- _WHAT YOU NEED TO DO_: Reproduce all of the data below in full, shifting each coordinate in the answer lists by adding 70 to every x and y value. Leave every other line and number unchanged.

━━ INFORMATION SUPPLIED ━━

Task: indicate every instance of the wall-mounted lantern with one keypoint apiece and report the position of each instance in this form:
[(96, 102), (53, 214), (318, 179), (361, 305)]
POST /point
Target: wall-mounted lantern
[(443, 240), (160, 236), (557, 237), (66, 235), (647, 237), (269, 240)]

━━━

- _TASK ANSWER_:
Task: indicate every instance of the wall-mounted lantern with one keypoint apiece and report the position of each instance in this form:
[(96, 102), (53, 214), (318, 179), (361, 305)]
POST /point
Target: wall-mounted lantern
[(513, 310), (230, 306), (627, 307), (136, 305), (717, 307), (339, 310)]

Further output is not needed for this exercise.